• _Task_
Please output exactly the run of lines that starts at the line with "Give the innermost point of each instance of the blue puffy" and ends at the last line of the records below.
____ Records to use
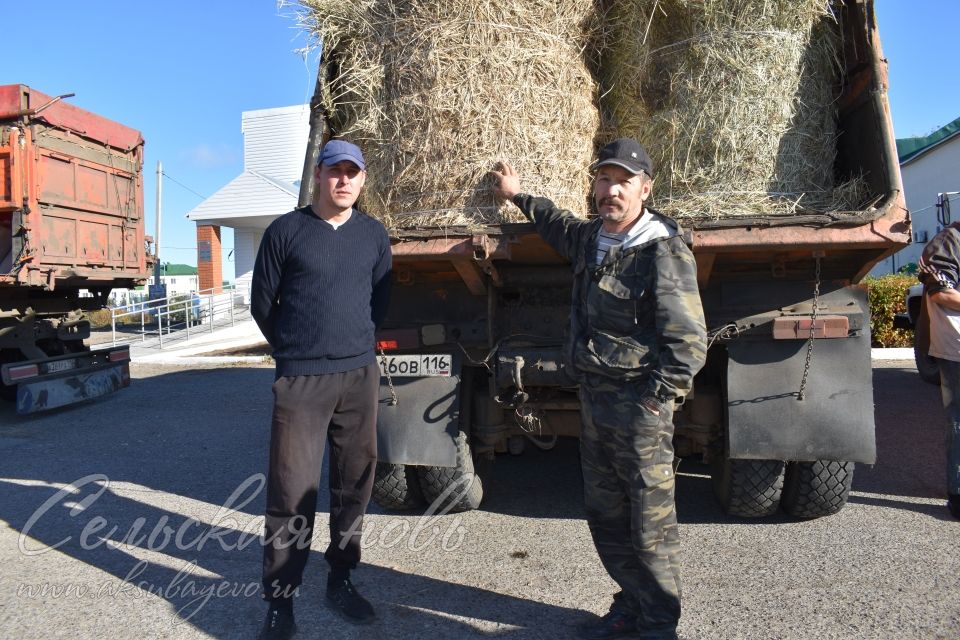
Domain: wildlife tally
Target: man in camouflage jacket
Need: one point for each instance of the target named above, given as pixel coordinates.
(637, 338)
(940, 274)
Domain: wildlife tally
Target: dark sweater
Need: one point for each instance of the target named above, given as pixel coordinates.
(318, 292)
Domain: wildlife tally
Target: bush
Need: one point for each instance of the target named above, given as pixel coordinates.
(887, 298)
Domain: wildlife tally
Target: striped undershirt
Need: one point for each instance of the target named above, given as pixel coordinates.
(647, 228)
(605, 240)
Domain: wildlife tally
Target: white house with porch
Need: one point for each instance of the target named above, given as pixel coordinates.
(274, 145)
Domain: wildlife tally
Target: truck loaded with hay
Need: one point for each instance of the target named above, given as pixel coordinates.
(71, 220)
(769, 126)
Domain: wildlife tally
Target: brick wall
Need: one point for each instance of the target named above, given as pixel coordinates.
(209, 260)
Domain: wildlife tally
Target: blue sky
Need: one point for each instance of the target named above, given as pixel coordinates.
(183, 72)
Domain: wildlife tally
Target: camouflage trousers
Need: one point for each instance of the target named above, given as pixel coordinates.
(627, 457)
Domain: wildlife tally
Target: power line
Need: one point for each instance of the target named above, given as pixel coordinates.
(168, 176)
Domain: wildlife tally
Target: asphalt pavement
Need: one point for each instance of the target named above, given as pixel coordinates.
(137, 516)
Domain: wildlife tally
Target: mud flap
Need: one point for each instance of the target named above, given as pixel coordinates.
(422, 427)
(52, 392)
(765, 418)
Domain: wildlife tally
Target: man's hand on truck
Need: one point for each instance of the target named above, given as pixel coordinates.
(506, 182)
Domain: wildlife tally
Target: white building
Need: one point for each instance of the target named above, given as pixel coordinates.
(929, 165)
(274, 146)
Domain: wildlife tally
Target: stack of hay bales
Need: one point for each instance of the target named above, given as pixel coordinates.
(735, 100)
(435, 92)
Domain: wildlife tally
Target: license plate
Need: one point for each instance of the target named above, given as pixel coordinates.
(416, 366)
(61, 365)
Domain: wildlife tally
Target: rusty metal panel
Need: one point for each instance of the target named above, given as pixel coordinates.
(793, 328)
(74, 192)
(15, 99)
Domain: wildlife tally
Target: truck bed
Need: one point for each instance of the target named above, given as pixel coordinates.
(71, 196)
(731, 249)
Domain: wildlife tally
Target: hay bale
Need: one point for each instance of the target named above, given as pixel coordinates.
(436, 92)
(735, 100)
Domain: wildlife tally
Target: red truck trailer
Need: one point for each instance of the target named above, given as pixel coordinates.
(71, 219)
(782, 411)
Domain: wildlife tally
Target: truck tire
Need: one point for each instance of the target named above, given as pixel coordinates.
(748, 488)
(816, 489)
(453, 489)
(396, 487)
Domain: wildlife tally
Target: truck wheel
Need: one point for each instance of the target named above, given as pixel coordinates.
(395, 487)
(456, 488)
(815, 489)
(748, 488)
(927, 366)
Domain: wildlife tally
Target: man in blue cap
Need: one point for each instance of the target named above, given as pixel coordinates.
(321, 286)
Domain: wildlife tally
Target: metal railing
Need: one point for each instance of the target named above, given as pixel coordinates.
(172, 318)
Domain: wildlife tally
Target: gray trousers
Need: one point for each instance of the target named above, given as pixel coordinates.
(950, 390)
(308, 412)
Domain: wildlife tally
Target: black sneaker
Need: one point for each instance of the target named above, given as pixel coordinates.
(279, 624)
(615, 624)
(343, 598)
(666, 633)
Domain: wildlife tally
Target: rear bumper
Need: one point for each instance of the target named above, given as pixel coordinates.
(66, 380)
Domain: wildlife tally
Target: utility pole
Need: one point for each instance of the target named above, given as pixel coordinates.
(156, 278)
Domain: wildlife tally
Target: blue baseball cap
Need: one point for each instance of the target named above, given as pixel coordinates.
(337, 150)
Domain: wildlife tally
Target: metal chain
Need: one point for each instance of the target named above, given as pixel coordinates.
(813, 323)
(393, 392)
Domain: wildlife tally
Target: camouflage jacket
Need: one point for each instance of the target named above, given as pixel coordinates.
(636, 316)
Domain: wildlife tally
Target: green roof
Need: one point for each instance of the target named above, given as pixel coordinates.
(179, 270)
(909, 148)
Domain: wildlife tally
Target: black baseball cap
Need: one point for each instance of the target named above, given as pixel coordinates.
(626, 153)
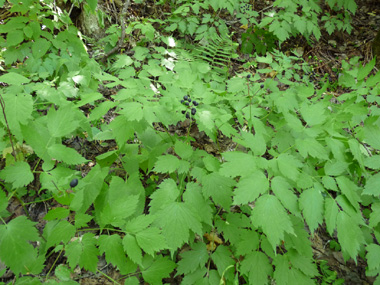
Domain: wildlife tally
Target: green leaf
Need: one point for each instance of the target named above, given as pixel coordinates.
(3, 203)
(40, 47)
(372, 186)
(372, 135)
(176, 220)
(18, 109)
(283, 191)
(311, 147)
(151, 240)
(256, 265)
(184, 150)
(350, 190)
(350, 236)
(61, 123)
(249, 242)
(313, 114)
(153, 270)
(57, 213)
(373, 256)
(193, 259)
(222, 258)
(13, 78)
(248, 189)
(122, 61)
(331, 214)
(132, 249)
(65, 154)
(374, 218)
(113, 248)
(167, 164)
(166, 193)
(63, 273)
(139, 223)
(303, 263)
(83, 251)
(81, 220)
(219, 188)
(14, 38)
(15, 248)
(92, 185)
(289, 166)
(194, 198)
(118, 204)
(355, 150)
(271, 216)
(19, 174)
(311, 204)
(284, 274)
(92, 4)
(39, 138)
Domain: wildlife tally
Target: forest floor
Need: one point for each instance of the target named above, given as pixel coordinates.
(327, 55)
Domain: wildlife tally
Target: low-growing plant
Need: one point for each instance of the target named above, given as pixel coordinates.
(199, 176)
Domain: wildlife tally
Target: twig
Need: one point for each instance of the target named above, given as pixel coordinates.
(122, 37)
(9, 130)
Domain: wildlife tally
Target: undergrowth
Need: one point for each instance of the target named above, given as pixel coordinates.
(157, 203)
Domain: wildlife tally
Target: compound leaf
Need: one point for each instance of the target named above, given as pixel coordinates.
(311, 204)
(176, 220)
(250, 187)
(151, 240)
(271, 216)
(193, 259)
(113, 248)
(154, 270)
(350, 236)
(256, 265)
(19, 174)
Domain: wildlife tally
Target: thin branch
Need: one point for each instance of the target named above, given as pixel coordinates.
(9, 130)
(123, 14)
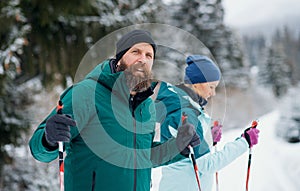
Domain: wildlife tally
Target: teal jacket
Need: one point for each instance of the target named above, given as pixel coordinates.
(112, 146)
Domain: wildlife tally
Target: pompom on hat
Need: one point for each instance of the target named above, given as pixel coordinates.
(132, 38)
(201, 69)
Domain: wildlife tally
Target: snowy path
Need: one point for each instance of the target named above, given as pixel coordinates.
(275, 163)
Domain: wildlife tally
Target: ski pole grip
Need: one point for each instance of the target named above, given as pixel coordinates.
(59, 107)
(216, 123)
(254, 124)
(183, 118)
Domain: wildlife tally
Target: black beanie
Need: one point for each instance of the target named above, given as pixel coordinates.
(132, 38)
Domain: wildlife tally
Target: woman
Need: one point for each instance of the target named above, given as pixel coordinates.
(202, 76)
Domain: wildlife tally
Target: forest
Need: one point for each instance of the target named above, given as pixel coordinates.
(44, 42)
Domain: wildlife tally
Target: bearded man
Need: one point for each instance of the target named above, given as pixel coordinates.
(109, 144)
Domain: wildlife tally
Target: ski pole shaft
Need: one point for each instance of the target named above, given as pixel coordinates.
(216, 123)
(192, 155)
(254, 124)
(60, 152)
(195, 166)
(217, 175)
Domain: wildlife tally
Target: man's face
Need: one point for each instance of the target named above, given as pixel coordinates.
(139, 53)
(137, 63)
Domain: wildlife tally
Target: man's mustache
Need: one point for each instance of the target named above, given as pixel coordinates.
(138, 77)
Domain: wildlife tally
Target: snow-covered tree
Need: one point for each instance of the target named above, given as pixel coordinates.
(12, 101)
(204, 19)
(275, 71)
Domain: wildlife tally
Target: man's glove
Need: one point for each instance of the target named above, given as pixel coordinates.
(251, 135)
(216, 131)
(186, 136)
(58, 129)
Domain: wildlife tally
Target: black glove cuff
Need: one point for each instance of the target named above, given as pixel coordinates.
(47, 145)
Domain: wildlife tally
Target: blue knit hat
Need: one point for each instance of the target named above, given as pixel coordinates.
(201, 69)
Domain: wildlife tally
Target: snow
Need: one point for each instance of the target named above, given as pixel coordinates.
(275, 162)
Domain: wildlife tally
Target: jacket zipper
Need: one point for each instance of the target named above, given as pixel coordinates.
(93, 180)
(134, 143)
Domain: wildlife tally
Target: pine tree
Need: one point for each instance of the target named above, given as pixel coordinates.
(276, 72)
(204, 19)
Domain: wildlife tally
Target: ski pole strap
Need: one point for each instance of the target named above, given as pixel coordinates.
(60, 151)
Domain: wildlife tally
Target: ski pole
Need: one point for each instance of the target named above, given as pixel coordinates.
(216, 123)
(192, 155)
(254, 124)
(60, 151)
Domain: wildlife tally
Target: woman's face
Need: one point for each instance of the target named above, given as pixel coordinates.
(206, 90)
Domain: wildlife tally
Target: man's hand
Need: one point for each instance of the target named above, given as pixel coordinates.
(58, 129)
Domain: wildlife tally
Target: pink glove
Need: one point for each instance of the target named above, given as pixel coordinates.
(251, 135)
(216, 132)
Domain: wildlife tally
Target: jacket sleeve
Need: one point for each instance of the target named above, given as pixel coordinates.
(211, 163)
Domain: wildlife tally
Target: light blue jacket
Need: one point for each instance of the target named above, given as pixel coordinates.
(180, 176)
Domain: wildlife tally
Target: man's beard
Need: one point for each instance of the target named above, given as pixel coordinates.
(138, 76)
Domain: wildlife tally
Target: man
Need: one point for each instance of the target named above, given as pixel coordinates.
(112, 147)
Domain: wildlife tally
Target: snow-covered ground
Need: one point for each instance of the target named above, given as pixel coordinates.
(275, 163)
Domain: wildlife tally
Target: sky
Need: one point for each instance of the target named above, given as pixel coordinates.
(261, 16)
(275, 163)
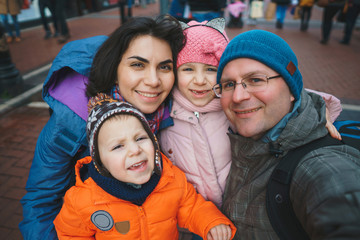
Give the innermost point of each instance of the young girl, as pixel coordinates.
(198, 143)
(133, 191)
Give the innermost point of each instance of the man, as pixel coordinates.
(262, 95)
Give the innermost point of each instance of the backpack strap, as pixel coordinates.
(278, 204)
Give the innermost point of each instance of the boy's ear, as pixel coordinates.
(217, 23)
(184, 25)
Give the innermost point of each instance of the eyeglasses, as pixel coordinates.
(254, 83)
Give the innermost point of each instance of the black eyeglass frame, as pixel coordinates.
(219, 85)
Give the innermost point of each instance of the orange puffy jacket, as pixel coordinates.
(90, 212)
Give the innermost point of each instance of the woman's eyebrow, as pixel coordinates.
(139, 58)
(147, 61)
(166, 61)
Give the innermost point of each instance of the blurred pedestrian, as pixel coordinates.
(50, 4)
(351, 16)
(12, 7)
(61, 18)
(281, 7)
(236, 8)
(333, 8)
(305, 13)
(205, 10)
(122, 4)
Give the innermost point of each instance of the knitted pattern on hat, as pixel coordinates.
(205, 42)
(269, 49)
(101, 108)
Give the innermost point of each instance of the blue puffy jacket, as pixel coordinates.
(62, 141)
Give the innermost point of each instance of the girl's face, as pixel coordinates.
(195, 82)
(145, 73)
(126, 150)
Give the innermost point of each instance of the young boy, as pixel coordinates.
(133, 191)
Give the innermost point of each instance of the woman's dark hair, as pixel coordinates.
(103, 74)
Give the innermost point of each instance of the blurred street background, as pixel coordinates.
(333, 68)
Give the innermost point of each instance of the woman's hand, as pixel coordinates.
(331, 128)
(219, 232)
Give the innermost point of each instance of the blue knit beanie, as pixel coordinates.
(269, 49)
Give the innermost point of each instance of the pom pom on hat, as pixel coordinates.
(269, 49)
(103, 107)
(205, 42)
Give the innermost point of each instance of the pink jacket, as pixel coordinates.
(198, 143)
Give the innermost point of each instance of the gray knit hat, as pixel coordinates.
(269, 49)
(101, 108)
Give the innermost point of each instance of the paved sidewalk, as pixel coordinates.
________
• _The result_
Give the innermost point of each instance of the blue puffy jacket, as pixel coordinates.
(62, 141)
Give the innermost point of each instance of the girl's face, as pixel coordinates.
(195, 82)
(145, 73)
(126, 150)
Give the innermost point of each instance of the young boy, as pixel coordinates.
(133, 191)
Give the innermost point of each instance of the woman's dark hair, as pixel coordinates.
(103, 74)
Give the innermost point of each instance of the blurred street background, as pixel coordinates.
(333, 68)
Give the innermost point of each instance of the woman's hand, as pixel coordinates.
(331, 128)
(219, 232)
Give the innermost point of each instance of the blue knit beanie, as pixel coordinates.
(269, 49)
Give the innermost point of each instance of the pom pom on hat, as pixel coordinates.
(269, 49)
(103, 107)
(205, 42)
Give the innermost point of each instance of the pink jacket, as pixel coordinates.
(198, 143)
Give the innermost point of each instance of the gray knit hat, as pixel coordinates.
(269, 49)
(101, 108)
Give the innermost point of each instance of the paved sidewalk, as pixel coordinates.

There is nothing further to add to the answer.